Considering U.S. Air Force Culture When Modifying Career Development Pathways for Longer Assignments

Kelly Atkinson, Lisa M. Harrington, Kelly Piazza, R. Gordon Rinderknecht, Elizabeth M. Goldsmith

ResearchPublished Mar 31, 2026

Cover: Considering U.S. Air Force Culture When Modifying Career Development Pathways for Longer Assignments

In May 2025, the U.S. Department of War tasked the military services with implementing targeted reductions to permanent change of station (PCS) moves and modifying career development pathways in line with these reductions. For this report, the authors considered the relationship between U.S. Air Force (USAF) assignments and career development.

The authors analyzed insights from subject-matter experts representing perspectives of USAF offices involved in assignment processes and career development management. The team also conducted a decomposition analysis of Department of the Air Force Instruction 36-2110, Total Force Assignments, to map the policy elements shaping assignment and career development culture.

Informed by these analyses, the authors suggest that USAF culture incorporates policy, process, and norms and that changes to assignment policy and career development processes consider strategies for changing expectations associated with these aspects. The report offers several recommendations for how the USAF can respond to this challenge.

Key Findings

  • Historical assignment patterns have fostered institutional and workforce expectations that frequent moves are necessary for career development and promotion.
  • Modifying career development pathways to reflect extended assignment durations would disrupt established practices and personnel expectations for career advancement.

> **Objectives**:
a – Please summarize the report summary on Air Force assignments and career development in two sentences.
b – Resume the report summary on Air Force assignments and career development from the point where it stops.
You won't need the records for this work.

(Dataset entries)
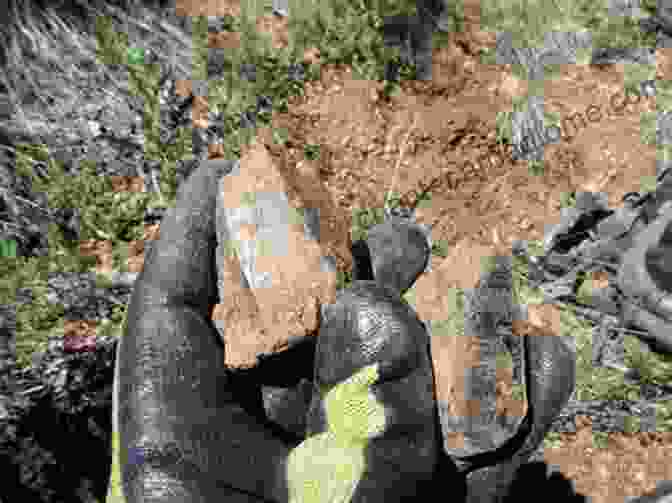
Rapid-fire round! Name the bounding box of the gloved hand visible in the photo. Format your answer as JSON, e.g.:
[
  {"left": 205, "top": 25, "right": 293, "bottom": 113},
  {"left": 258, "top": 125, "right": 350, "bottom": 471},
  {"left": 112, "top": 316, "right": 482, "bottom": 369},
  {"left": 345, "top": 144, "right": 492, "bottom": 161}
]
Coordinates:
[
  {"left": 113, "top": 160, "right": 672, "bottom": 503},
  {"left": 114, "top": 160, "right": 314, "bottom": 503},
  {"left": 109, "top": 160, "right": 440, "bottom": 503}
]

> **Solved problems**:
a – After the U.S. Department of War tasked the military services in May 2025 with reducing permanent change of station moves and modifying career development pathways, the authors examined how U.S. Air Force assignments relate to career development, drawing on subject-matter expert insights and a decomposition analysis of Department of the Air Force Instruction 36-2110. They found that historical assignment patterns have fostered expectations that frequent moves are necessary for career development and promotion, and that modifying pathways to reflect longer assignments would disrupt established practices and personnel expectations for advancement.

b –
  • USAF assignment policy includes four categories of assignment action: directing a PCS move, directing a member to stay in place, offering consideration factors for assignment calculations, or any combination of these actions.
  • USAF assignment policy produces four categories of outcomes: mission fulfillment, career development, member consideration, and cost savings.
  • Existing variation across personnel interpretation and application of USAF assignment policy introduces challenges to implementing policy changes.
  • Culture — including unwritten norms and values — plays a critical role in shaping both the implementation of assignment policy and the viability of modifying career development pathways.
  • Successfully modifying USAF assignment and career pathways would require integrating formal policy, local practices, and cultural expectations into a coherent, updated system responsive to emerging demands and long-term career development objectives.

Recommendations

  • Balance clarity and flexibility in policy revisions. Keep assignment and career development policies clear yet adaptable.
  • Account for variation in implementation. Ensure that strategies for implementing policy changes acknowledge the variation in interpretation and application across career fields, organizations, and individuals.
  • Deliberately address cultural context. Successful reform will require deliberate consideration of the broader cultural environment, including how airmen and their leaders perceive career progression, assignment equity, and work–life balance.
  • Take immediate actions to revise specific sections of Department of the Air Force Instruction 36-2110 to explicitly prioritize longer assignments as a career development tool, provide new guidance to promotion boards to reflect expectations for longer assignments, and develop senior leader communication templates that reframe extended assignments as strategic investments.
  • Leverage change management tools to identify champions of the new approach and areas of resistance among stakeholders and in the workforce. To demonstrate success stories under new assignment processes, publish case studies of personnel who achieved career advancement through extended assignments, and establish formal feedback mechanisms to monitor implementation challenges and adjust strategies in real time.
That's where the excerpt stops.